__What you will do__. All records are to be retyped faithfully and completely.

Stored items

>>>

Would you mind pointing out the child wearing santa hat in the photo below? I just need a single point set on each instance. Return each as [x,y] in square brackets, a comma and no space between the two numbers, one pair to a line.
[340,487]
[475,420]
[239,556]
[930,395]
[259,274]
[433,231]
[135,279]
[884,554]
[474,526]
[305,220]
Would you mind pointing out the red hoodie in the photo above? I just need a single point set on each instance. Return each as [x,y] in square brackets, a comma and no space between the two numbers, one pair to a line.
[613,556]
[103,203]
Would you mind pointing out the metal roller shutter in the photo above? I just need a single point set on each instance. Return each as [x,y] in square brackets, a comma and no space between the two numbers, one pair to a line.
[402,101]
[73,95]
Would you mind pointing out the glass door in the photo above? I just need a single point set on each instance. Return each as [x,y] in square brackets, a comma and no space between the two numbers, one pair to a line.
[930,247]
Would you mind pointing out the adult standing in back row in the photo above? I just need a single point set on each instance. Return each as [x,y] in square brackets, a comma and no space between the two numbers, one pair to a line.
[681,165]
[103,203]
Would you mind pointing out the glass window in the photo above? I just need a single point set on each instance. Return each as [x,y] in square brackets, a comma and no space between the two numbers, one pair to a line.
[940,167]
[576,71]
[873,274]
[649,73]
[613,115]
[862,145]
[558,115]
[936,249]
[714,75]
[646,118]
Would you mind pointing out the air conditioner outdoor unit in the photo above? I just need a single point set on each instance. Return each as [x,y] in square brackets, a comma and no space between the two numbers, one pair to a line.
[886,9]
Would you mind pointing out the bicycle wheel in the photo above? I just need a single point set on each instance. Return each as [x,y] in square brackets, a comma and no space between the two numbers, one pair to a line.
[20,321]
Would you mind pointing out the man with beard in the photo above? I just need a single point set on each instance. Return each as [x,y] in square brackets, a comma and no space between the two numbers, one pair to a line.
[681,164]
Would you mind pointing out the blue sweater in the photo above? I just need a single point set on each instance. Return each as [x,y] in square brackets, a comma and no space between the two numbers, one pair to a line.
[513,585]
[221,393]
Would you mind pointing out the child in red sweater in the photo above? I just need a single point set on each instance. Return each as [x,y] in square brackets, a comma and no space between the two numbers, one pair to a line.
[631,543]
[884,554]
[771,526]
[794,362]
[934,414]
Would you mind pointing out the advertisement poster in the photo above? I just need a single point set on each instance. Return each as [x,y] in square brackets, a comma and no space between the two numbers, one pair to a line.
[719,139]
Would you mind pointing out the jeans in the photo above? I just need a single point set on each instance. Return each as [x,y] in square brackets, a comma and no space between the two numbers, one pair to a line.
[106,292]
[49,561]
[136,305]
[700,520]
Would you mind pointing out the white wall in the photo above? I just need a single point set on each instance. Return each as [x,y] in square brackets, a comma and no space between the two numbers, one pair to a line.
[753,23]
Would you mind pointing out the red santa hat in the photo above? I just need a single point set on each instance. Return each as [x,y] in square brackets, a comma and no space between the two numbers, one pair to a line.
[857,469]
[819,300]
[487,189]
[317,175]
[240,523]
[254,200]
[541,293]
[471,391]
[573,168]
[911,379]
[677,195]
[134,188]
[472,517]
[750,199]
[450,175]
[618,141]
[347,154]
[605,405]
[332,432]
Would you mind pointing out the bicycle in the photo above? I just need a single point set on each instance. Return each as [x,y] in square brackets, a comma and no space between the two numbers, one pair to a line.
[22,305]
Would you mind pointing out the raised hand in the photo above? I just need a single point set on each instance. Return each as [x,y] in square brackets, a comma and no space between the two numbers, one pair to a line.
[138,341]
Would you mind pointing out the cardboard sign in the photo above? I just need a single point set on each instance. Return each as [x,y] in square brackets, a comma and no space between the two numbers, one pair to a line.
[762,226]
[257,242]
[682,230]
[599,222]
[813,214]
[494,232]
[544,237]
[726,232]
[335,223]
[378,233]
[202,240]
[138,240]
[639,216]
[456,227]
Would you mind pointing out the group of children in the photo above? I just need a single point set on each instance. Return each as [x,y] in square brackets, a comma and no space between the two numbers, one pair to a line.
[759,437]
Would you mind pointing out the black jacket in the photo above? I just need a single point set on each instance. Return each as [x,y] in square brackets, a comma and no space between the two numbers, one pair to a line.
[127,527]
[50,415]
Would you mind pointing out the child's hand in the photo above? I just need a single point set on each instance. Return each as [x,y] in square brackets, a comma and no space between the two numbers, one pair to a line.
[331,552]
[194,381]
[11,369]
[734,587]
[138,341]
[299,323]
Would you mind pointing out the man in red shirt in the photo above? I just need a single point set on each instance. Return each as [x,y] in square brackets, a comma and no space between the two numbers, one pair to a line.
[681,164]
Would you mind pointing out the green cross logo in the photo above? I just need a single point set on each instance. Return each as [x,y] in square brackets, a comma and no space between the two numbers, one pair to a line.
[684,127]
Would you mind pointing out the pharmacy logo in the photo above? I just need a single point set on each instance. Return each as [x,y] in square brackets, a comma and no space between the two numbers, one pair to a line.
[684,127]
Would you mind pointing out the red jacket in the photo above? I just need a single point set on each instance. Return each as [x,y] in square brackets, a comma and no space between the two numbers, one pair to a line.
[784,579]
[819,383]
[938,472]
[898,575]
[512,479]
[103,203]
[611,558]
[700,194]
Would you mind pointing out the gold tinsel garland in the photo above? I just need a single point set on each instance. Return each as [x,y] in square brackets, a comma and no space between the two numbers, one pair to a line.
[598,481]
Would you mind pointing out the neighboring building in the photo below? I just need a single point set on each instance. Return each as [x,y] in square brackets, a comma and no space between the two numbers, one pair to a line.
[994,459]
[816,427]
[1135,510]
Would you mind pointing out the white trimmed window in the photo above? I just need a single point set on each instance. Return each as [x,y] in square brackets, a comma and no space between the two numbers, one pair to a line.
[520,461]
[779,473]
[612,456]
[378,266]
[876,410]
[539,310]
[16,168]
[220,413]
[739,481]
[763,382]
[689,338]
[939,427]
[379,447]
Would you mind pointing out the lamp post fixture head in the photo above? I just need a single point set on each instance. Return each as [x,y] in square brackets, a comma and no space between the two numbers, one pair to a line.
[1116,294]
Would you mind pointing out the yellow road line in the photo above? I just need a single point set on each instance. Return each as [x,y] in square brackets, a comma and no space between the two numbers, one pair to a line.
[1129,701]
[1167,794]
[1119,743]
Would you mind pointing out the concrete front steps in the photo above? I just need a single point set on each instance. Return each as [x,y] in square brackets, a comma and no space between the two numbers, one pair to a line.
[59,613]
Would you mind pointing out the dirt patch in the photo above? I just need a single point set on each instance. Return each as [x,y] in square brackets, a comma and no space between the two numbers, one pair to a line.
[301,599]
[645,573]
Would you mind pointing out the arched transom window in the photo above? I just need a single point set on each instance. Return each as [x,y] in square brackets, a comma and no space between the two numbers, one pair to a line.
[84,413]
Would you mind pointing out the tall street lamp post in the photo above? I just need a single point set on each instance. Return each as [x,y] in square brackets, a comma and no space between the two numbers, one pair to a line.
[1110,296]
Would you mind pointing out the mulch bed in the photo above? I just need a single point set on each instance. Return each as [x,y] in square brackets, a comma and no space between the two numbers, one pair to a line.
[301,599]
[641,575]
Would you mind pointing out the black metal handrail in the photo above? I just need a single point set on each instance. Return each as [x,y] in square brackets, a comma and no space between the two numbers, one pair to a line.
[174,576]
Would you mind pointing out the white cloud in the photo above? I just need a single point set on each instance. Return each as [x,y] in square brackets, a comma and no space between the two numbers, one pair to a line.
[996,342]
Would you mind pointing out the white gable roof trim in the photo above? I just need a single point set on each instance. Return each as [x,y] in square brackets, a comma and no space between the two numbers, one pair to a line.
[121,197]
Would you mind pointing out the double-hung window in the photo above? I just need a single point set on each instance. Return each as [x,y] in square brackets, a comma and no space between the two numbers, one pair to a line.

<<<

__Output below__.
Would you mind pointing out the child wearing santa hat in the photo below? I just need a single point set on each instance. Return each as [x,y] in square brackets, a comma and no space between the two numbers, one pair to a line.
[340,487]
[475,420]
[239,556]
[930,395]
[259,274]
[433,231]
[135,279]
[884,554]
[474,526]
[305,220]
Would you mind pointing out the red hoodie in the photo above? I just need a single point set on each instance. Return each as [x,y] in square brackets, a comma and no space between the two numbers, one pair to a line.
[613,556]
[103,203]
Would you mind pointing out the metal roller shutter in the photo above? I just need a single point set on each instance. Return each as [x,y] in square brackets, a comma and no space between the two numbers, one pair to a line.
[402,101]
[73,95]
Would you mind pointing out the glass door in the photo above? I just need a single point set on each instance. Return each as [x,y] in square brackets, a comma and no space between the two numbers, one pair to a line.
[930,247]
Would you mind pointing out the adult standing in back row in the photo above? I just need a single point set on each instance. Return each as [x,y] in square brackets, a comma and no space between the two numbers, one pair to a line.
[681,165]
[103,203]
Would you mind pointing out the glass window in the photo above? I just need a single point set on each instance. Return each as [x,y] in square brackets, a comma and no space between the two numbers, one pair to a line.
[940,167]
[576,71]
[873,274]
[649,73]
[613,115]
[862,145]
[558,115]
[936,249]
[714,75]
[646,118]
Would you mind pointing out the air conditioner outdoor unit in the photo above? I just need a single point set on each instance. Return each as [x,y] in square brackets, a comma and no space between the two numbers, one pair to a line.
[886,9]
Would you mind pointing out the bicycle wheel in the photo above? I just need a single point set on each instance. Return each as [x,y] in square brackets, a comma and no space between the two numbers, one pair to a line.
[20,321]
Would you mind pointing out the man with beard in the photo above? I just need a single point set on each instance. Return each as [x,y] in square brackets, a comma and no space between the two numbers, one pair to a line.
[681,164]
Would you mind pointing out the blue sweater in the photo above? I just need a single point set on each instance. Return each as [x,y] in square brackets, a comma and no space between the two numbers, one pair to a line.
[513,585]
[221,393]
Would you mind pointing out the child in red sweater in the photo above? I just need a single point set on each instance. Return each as [x,y] in square brackets, a comma and no space between the two numbers, one pair to a line.
[631,543]
[884,554]
[771,526]
[794,362]
[934,414]
Would you mind pointing out the advertisement poster in the photo above? I just need a single point set on each instance. Return each as [x,y] in square brackets, a comma and no space between the two numbers, one pair to a line.
[719,139]
Would you mind pointing out the jeans in the photo above? I just need a single point set on each instance. Return each as [x,y] in square brackets, a comma and no space between the two numbers, one pair to a line.
[106,292]
[49,561]
[136,305]
[700,520]
Would you mind pointing out the white wall in the photo above? I just need a single point set on each instance. Return each as [x,y] in square brackets, a comma and no space between the two numbers, one pair to a line.
[753,23]
Would you mind pointing out the red santa hat in the photo above? I just need a single point set on each instance. Return each as [x,y] in square brackets, a comma and no space between the two numbers, one pair to a line.
[857,469]
[819,300]
[487,189]
[317,175]
[240,523]
[254,200]
[541,293]
[471,391]
[573,168]
[911,379]
[677,195]
[134,188]
[472,517]
[750,199]
[450,175]
[618,141]
[347,154]
[605,405]
[332,432]
Would you mind pointing out the bicycle in the photo above? I just need a single point set on each instance. Return each as [x,y] in square brackets, a comma and no space between the two numbers, one pair to a line.
[22,305]
Would you mind pointing out the raised hand in the photo above? I just need a single point set on each instance. Return each as [x,y] in square brackets, a comma and no space between the two numbers, one pair to a line.
[138,341]
Would you mind pointing out the cardboard sign in the photo above? I just need a single point set on each instance. Return each as [x,y] in square brackets, a comma and no space between the two numbers, one pair to a line.
[762,226]
[257,242]
[682,230]
[599,222]
[813,214]
[494,232]
[544,237]
[726,232]
[335,223]
[378,233]
[202,240]
[138,240]
[639,216]
[456,227]
Would you mind pointing out the group of children in the photo above? I just need a single point set on each instance. Return each as [x,y] in square brackets, a comma and no space between the two numbers, one pair to a line.
[759,437]
Would you mind pointing out the black jacket in the photo above? I just need a single point set on each instance. Return each as [x,y] in square brackets, a comma and no space between the two numbers, one pair to a line.
[127,527]
[50,415]
Would you mind pointing out the child's hand in the photo above? I just need a single point set on each instance. Return each as [x,y] in square brackets, a comma and no space between the two numbers, one pair to a line.
[331,552]
[194,381]
[11,369]
[734,587]
[138,341]
[299,323]
Would you mind pointing out the man in red shirt in the photo above? I just need a single point set on each instance. Return each as [x,y] in square brackets, a comma and no space between the two numbers, one pair to a line.
[681,164]
Would you mind pointing out the green cross logo in the photo above? I just need a single point set on each instance. Return each as [x,y] in square brackets, a comma and no space between the two numbers, one pair to a line.
[684,127]
Would you mind pointing out the pharmacy logo in the photo above? I just need a single point set on each instance. Return each as [x,y] in square brackets, a comma and no space between the two numbers, one pair to a line.
[684,127]
Would you mind pointing out the red jacket in the photo above? I just need a single point set on each instance. Return each as [x,y] in square brackets, a comma and no space between the two numbers, one pair to a line.
[784,579]
[819,383]
[938,472]
[898,575]
[512,479]
[103,203]
[611,558]
[700,194]
Would you mind pointing out the gold tinsel garland in the photo above? I just need a single point set on each instance. Return each as [x,y] in square brackets, a comma and no space between the two numbers, one pair to a line.
[598,481]
Would you mind pointing out the neighboring building in the photo below? I just need a single point set on each instance. Return each as [x,y] in square brackets, a comma and no space between the two numbers, one pair to a line.
[994,459]
[816,427]
[1135,510]
Would you mind pointing out the white trimmed window in the photo above? I just need a single point set on each instance. Return each as [x,y] in square brackets, a comma and no space between the two numbers, one pair to a line.
[520,461]
[779,473]
[612,456]
[378,266]
[876,410]
[539,310]
[16,168]
[220,413]
[739,481]
[763,382]
[689,338]
[939,427]
[379,447]
Would you mind pointing out the lamp post fixture head in the photo above? I just need a single point set on each instance. Return each as [x,y] in square brackets, a comma and no space between the two numbers, one pair to a line.
[1116,294]
Would you mind pointing out the yellow road line in the photo above? I just need a single point set on each instance. Return each as [x,y] in square brackets, a comma and no space between the two numbers, one pair to a line.
[1129,701]
[1167,794]
[1119,743]
Would you mind pointing out the concrete front steps in the photo above? I just need a single point set on each instance. Return each as [x,y] in square brackets, a comma and no space between the two numbers, one pair to a line.
[59,613]
Would you mind pointing out the dirt patch in the photo above? I just need a single point set on each instance. Return each as [x,y] in square brackets, a comma and no space between the two numbers, one pair to a line.
[301,599]
[645,573]
Would you mind pointing out the arched transom window in the photo above? I just need a single point set on each instance. Return each as [x,y] in square brackets, a comma and no space between the two numbers, one pair to a line.
[84,413]
Would you mind pointing out the tall street lamp post in the photo above? I just need a single point set on each instance. Return each as [x,y] in square brackets, a comma and no space between the two numbers, one pair to a line.
[1110,296]
Would you mind pointing out the mulch bed in the photo above? I just need a single point set on each instance. Return each as [x,y] in square brackets, a comma and no space between the two numbers, one pair to a line.
[301,599]
[641,575]
Would you mind pointing out the black metal handrail in the photo above? I just need a single point set on each instance. Return each as [x,y] in square brackets, a comma and no space between the two numbers, one pair to a line.
[174,576]
Would you mind pointing out the white cloud in the photo above? I just need a single point set on each instance. Return each as [x,y] in square brackets, a comma and no space between the two numbers, one pair to a line.
[996,342]
Would you mind pointing out the white gable roof trim in the photo above? I just need a single point set on each instance. Return each as [x,y] in square brackets, a comma and no space between the two numbers, one pair to a line.
[121,197]
Would you mind pointing out the double-hung window in the photo above? I just need a single point set on each instance. Return each as [x,y] in square brackets, a comma and no space between the two numbers, one pair to a line.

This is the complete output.